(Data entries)
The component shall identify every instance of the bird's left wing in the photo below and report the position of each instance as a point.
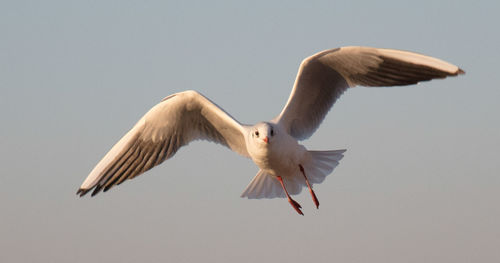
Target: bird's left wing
(171, 124)
(323, 77)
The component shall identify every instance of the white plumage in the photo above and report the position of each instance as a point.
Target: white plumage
(285, 165)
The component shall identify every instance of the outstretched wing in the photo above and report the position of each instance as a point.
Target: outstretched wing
(323, 77)
(171, 124)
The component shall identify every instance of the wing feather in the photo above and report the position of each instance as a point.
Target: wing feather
(323, 77)
(171, 124)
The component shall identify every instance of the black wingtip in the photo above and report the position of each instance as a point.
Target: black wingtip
(81, 192)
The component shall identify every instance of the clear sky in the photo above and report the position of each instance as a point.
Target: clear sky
(418, 183)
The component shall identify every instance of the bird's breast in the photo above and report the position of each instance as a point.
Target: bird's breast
(278, 159)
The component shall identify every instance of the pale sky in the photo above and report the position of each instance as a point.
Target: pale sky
(419, 181)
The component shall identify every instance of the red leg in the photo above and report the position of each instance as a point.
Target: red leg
(294, 204)
(313, 195)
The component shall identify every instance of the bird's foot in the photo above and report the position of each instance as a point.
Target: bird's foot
(295, 205)
(315, 199)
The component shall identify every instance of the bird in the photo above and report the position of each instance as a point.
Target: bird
(285, 165)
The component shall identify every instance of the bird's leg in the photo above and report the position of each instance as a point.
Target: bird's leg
(294, 204)
(313, 195)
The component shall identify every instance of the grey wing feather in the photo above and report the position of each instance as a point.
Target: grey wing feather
(171, 124)
(323, 77)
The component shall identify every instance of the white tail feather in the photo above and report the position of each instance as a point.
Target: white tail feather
(321, 164)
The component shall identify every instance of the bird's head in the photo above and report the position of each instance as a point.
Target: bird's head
(263, 133)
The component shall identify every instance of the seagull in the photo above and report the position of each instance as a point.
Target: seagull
(285, 165)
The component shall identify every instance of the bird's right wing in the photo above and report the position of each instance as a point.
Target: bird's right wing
(171, 124)
(323, 77)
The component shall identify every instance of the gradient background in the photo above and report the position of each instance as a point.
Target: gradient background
(419, 182)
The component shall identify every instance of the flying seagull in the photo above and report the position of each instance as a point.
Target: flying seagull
(285, 165)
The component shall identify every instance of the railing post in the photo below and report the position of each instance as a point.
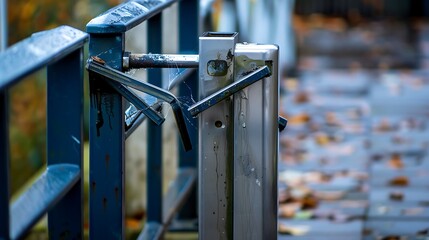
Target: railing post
(216, 129)
(65, 140)
(255, 143)
(154, 136)
(4, 165)
(106, 136)
(188, 43)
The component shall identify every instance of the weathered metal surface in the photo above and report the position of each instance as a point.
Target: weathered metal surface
(188, 43)
(154, 166)
(229, 90)
(65, 140)
(54, 183)
(39, 50)
(161, 61)
(106, 136)
(256, 145)
(127, 15)
(162, 94)
(129, 81)
(176, 197)
(179, 192)
(4, 165)
(215, 153)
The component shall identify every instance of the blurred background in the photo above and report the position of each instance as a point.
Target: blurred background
(355, 88)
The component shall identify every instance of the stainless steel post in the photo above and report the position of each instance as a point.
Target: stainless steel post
(215, 131)
(3, 25)
(255, 145)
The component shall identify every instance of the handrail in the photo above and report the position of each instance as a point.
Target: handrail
(107, 119)
(59, 191)
(127, 15)
(38, 51)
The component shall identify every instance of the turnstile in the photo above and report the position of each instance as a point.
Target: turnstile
(238, 130)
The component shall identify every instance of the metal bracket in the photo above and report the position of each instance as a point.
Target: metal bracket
(119, 79)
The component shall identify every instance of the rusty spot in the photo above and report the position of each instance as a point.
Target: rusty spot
(117, 193)
(98, 60)
(107, 159)
(104, 202)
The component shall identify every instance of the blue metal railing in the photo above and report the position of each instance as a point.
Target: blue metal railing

■ Your assignment
The records above must all be output exactly. Omit the images.

■ Solution
The component shall identify every instance of the bird's left wing in the photo below and report the position of each instance as a point.
Target: bird's left wing
(171, 124)
(323, 77)
The component shall identify every instance of the white plumage in the photo above and report the position of each instance as a point.
Target: white plumage
(285, 165)
The component shall identify every instance of the outstretched wing in the photo above and report the position of each instance as a point.
Target: outstretched wing
(323, 77)
(171, 124)
The component shall identify every instance of the wing feather in the photo above and report the position of each instance as a point.
Target: wing feather
(323, 77)
(171, 124)
The component shall identify every instance of the black wingtip in the photo above and report the position of each instance as a point.
Target: black wingtip
(81, 192)
The component shall identify every instance of the clear sky in the photo above and report the position of each instance as a point.
Target: clear sky
(418, 183)
The component shall identify every instance of the bird's breast in the photo above and report the position of each instance as a point.
Target: bird's breast
(278, 159)
The component shall identify every instance of the pale sky in the photo above and report the position of each instance as a point.
Target: pale sky
(419, 181)
The component shall identify every instance of the red leg in the photo above and report the position of each instance as a point.
Target: red leg
(294, 204)
(313, 195)
The component shall identify every instance of the bird's foot in the photo above and report the position of each instance as a point.
Target: bird's foot
(295, 205)
(315, 199)
The component shall identify every instance of the bird in the photo above and report the position of each instance as a point.
Target: bird
(285, 165)
The component shall identify every instance of the bird's leg in the photo above and report the position of each instance as a point.
Target: bird's leg
(294, 204)
(313, 195)
The component shall identify every instance of the grey wing feather in the photo above and report the position of each instance as a point.
Target: grey wing feather
(171, 124)
(323, 77)
The component shall identify every instance of the white tail feather in the photo above and report the position of each instance as a point.
Target: white tail feather
(321, 164)
The component shall identify every instance of the bird's head in the photo above and report the position of each instance as a point.
Target: bird's head
(263, 133)
The component shall identify every instance of the seagull in the photo above and report the position of each instance as a point.
Target: seagull
(285, 165)
The component shall identify every instance of the bird's right wing in the photo above and report the position of each instance as a point.
Target: bird's right wing
(171, 124)
(323, 77)
The component shall identify every instance of the gradient background in the photo above and report the position of each instance as a point.
Target: gradient background
(419, 182)
The component shall identify every instance of the flying seagull in the photo above and report the position of each instance as a point.
Target: flying seagull
(285, 165)
The component shall identify every instance of the railing post in the photo below and report the position of each instance as a point.
Target: railing post
(216, 129)
(65, 140)
(255, 143)
(154, 136)
(4, 165)
(106, 136)
(188, 43)
The component shall identify every instance of the weathered metal surface in the photo above and report the position of each instance as a point.
Target: weathered metal surface
(188, 43)
(154, 166)
(229, 90)
(65, 140)
(54, 183)
(39, 50)
(161, 61)
(106, 136)
(256, 145)
(127, 15)
(162, 94)
(129, 81)
(176, 197)
(179, 192)
(4, 165)
(215, 153)
The component shall identify every instance of the blurred background in the photo above and report the position of each instance as a point.
Target: blurred background
(355, 88)
The component shall identify every instance of the stainless steel post in the photo above and report the position of each instance as a point.
Target: stainless steel post
(215, 131)
(3, 25)
(255, 145)
The component shall identify every instance of the handrail in the photo above and report the position of each instance as a point.
Target: handrail
(107, 119)
(59, 191)
(127, 15)
(38, 51)
The component shall identify every instance of the turnstile in the photo above and report the position of each instance as a point.
Target: turnstile
(238, 130)
The component shall identify every instance of the metal bracket in the photo above and report the position of each instance as a point.
Target: metal bracket
(119, 79)
The component shall identify every instance of the rusty spot in the photo above and report the position of each instance as a point.
Target: rusty spot
(117, 193)
(98, 60)
(107, 159)
(104, 202)
The component shall identify every instance of the blue metal railing in the photo above and report the position of each instance as a point.
Target: blue metal railing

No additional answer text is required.